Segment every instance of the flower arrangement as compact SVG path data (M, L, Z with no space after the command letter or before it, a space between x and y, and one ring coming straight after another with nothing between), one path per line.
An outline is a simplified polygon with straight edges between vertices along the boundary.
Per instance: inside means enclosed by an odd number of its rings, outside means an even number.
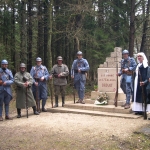
M94 85L94 90L98 91L98 85Z
M95 101L95 105L107 105L108 104L108 95L106 93L100 93Z

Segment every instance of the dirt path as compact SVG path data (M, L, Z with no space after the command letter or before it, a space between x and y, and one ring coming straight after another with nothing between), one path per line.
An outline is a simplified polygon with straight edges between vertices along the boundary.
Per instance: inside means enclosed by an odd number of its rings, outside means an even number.
M102 150L113 146L114 138L130 139L136 129L150 124L142 118L29 112L28 119L23 110L22 118L13 112L12 121L0 122L0 150Z

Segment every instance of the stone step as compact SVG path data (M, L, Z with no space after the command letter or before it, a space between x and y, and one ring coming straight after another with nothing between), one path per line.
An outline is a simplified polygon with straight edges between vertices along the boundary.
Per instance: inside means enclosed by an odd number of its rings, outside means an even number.
M91 99L96 100L100 93L101 92L99 92L99 91L92 91L91 92ZM106 94L108 95L110 100L114 100L115 92L106 92ZM125 99L126 99L126 95L122 92L121 88L119 88L118 89L118 101L122 101L122 100L124 101Z
M85 103L86 104L94 104L95 100L91 100L91 99L85 99ZM125 100L124 101L118 101L118 106L121 106L123 104L125 104ZM114 100L108 100L108 105L114 105Z
M65 108L70 109L81 109L81 110L91 110L91 111L101 111L101 112L110 112L110 113L121 113L121 114L130 114L132 112L130 109L124 109L124 107L114 105L94 105L94 104L73 104L68 103L64 105Z
M107 116L107 117L118 117L118 118L128 118L128 119L141 118L141 116L134 115L134 114L122 114L122 113L81 110L81 109L70 109L70 108L65 108L65 107L48 108L47 110L48 112L52 112L52 113L73 113L73 114L85 114L85 115L93 115L93 116Z

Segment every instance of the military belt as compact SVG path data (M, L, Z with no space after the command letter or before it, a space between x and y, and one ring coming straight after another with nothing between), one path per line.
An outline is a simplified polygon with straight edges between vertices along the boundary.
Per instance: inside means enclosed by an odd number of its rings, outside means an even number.
M54 77L55 77L55 78L66 78L65 76L60 76L60 77L58 77L58 74L54 74Z
M127 74L128 76L132 76L133 75L133 71L123 71L123 74Z
M35 80L36 82L41 81L41 80L40 80L40 78L34 78L34 80ZM44 79L44 80L43 80L43 81L41 81L41 82L44 82L44 81L46 81L46 80Z
M74 70L74 73L79 73L78 70ZM86 71L81 71L80 73L85 74Z

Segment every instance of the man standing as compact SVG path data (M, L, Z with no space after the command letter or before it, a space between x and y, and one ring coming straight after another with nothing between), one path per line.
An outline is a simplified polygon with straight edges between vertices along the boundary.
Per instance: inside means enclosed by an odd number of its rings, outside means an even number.
M5 104L5 119L12 120L9 116L9 102L12 100L11 84L14 79L12 72L7 67L8 61L2 60L0 68L0 121L3 121L3 103Z
M21 118L21 109L27 107L32 107L34 114L39 115L36 111L36 103L31 90L33 78L30 73L26 72L26 65L24 63L20 64L20 71L15 74L14 82L17 85L17 118Z
M55 106L58 107L58 95L61 93L62 96L62 107L65 103L65 87L67 84L66 77L69 75L69 69L67 65L62 63L63 59L61 56L57 57L57 64L52 68L50 79L54 77L54 89L55 89Z
M128 109L130 108L130 97L133 91L132 75L136 69L136 62L134 58L129 57L128 50L123 50L122 55L123 59L121 60L121 70L117 75L122 75L120 87L124 94L126 94L126 103L123 105L123 107Z
M36 92L38 92L38 99L42 99L42 111L47 112L47 110L45 109L45 104L47 100L46 81L48 80L49 73L47 71L47 68L42 65L42 59L40 57L36 58L36 66L33 66L31 68L30 74L34 80L32 86L34 98L36 99Z
M78 91L79 100L76 103L84 102L86 72L90 69L88 61L82 58L82 52L77 52L77 59L73 61L71 69L71 77L74 79L74 86Z

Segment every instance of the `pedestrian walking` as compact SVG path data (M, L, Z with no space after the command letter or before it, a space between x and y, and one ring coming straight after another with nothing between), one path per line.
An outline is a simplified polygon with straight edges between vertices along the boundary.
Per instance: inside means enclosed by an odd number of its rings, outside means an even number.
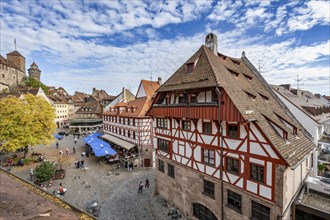
M62 150L60 150L60 157L62 157L62 155L63 155L63 151L62 151Z
M81 157L84 157L85 155L86 155L86 152L83 151L83 152L81 153Z
M74 165L76 165L76 168L79 169L80 161L78 159L76 159L76 161L74 162Z
M56 148L58 148L58 142L56 142Z
M66 153L66 156L68 157L69 156L69 148L66 148L65 153Z
M74 139L74 143L75 143L75 144L77 143L77 138Z
M30 169L30 179L31 179L31 181L33 181L33 169L32 168Z
M73 149L72 149L72 150L73 150L73 153L76 153L76 148L75 148L75 147L73 147Z
M84 159L81 159L81 161L80 161L80 167L81 167L81 168L84 168L84 164L85 164Z
M138 194L142 194L142 189L143 189L143 183L140 182L140 184L139 184Z
M146 189L149 189L149 180L148 180L148 179L146 179L145 188L146 188Z

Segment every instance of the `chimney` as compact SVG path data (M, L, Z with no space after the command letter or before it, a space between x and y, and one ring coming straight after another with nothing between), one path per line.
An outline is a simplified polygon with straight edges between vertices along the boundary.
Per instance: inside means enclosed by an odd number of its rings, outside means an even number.
M205 45L210 48L215 55L218 56L218 37L213 33L209 33L205 37Z
M158 83L159 85L162 85L162 77L158 77Z

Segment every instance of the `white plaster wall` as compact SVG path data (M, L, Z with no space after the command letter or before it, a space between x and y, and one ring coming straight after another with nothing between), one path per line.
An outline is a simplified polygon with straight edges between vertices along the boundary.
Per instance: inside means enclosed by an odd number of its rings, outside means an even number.
M258 184L250 180L246 181L246 189L250 192L257 193Z
M264 137L260 134L259 130L255 127L255 125L253 123L250 123L250 129L251 129L251 131L253 131L254 135L258 138L259 141L266 142ZM252 133L250 133L251 140L256 140L254 135Z
M139 91L136 94L136 98L145 97L145 96L147 96L147 95L146 95L146 92L144 91L144 87L142 86L142 83L141 83Z
M273 170L272 170L272 163L271 162L267 162L267 179L266 179L266 184L268 186L271 186L272 185L272 173L273 173Z
M240 137L241 138L245 138L245 136L247 135L247 132L245 130L245 127L243 125L240 125Z
M250 153L267 157L267 154L265 153L265 151L261 148L259 143L256 143L256 142L250 142Z
M241 140L235 140L235 139L229 139L229 138L225 138L227 145L230 149L235 150L238 145L242 142Z

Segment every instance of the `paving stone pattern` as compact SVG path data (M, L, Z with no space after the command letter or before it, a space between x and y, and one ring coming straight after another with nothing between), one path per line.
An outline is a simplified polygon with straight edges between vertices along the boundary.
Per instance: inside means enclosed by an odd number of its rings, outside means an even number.
M58 161L59 151L65 152L68 147L69 157L62 156L62 166L66 169L66 176L62 180L54 180L47 191L50 193L58 190L62 183L67 188L63 200L86 211L87 203L97 200L100 207L98 219L146 219L161 220L171 219L167 212L169 207L162 206L157 202L158 197L154 195L155 169L134 168L129 172L123 167L115 169L116 165L107 165L100 158L90 156L84 157L86 169L77 169L74 166L76 159L81 159L85 143L80 137L74 143L72 135L58 141L59 148L56 149L56 141L50 146L36 146L32 151L45 154L49 161ZM76 153L73 153L73 147ZM32 153L30 150L30 153ZM1 155L1 161L8 155ZM24 167L13 167L11 172L23 179L30 180L29 170L35 168L38 163L25 165ZM142 194L138 194L140 181L145 184L146 178L150 181L149 189L143 188ZM159 201L159 199L158 199ZM181 219L185 219L182 217Z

* **REQUIRED ACTION**
Look through the entries for lines containing the word "stone" and return each one.

* **ANSWER FOR THIS EXERCISE**
Segment every instance of the stone step as compact SVG path data (M, L, Z with no space after the command letter or before it, a space between x and y, and one ring coming straight after another with nothing between), one path per line.
Segment every instance of the `paving stone pattern` as compact SVG path data (M, L, Z with no space after the command letter or before it, a space between x and y, and one ring coming straight after another with nothing between), one path per line.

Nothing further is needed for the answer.